>> start

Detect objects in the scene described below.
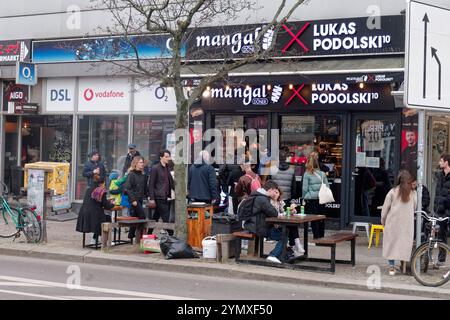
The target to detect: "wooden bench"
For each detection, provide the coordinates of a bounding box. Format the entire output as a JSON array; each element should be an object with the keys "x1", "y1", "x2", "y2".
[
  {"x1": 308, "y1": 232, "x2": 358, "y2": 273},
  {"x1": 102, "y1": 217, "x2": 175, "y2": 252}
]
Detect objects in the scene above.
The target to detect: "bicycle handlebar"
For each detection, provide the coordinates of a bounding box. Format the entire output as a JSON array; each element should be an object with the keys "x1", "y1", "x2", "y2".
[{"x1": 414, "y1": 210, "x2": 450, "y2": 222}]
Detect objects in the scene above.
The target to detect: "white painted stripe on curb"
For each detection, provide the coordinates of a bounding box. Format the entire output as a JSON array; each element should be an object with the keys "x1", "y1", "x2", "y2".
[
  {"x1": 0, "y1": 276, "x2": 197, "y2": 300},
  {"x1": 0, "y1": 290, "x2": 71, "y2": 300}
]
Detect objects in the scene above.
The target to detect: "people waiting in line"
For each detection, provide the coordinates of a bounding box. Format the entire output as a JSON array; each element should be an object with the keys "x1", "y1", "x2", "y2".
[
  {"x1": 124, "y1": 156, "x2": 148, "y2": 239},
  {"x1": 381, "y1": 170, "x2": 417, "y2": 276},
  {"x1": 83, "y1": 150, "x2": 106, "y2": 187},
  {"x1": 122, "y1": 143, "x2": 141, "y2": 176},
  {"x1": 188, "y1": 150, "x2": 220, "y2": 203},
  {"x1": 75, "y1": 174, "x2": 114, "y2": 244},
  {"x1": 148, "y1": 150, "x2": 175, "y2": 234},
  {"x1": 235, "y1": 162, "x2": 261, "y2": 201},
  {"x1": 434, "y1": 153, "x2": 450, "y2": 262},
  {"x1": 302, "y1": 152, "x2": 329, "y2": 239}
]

>> end
>> start

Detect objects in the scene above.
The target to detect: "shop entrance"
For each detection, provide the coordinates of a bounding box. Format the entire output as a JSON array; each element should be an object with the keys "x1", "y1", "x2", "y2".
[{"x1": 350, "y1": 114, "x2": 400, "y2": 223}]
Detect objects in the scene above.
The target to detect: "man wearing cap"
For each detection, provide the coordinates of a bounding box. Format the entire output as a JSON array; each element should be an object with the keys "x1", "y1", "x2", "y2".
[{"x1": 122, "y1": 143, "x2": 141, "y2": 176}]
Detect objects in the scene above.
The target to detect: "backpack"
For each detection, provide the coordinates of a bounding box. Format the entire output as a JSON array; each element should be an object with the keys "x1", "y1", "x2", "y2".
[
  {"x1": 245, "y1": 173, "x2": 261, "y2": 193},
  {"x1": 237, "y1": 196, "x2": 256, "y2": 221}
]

>> end
>> start

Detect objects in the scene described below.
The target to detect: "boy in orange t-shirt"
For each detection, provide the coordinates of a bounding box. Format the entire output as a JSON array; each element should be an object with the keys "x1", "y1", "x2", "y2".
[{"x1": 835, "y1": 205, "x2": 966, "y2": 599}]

>> end

### SHORT TASK
Return each line from the items above that contains the word "target". Matching is case-sensitive.

### COMPLETE OUTPUT
The target to detect: "wooden bench"
The target to detect: "bicycle handlebar"
The target to detect: "white painted stripe on curb"
The target to detect: "people waiting in line"
The target to detect: "shop entrance"
The target to detect: "man wearing cap"
The target to detect: "backpack"
The target to detect: "boy in orange t-shirt"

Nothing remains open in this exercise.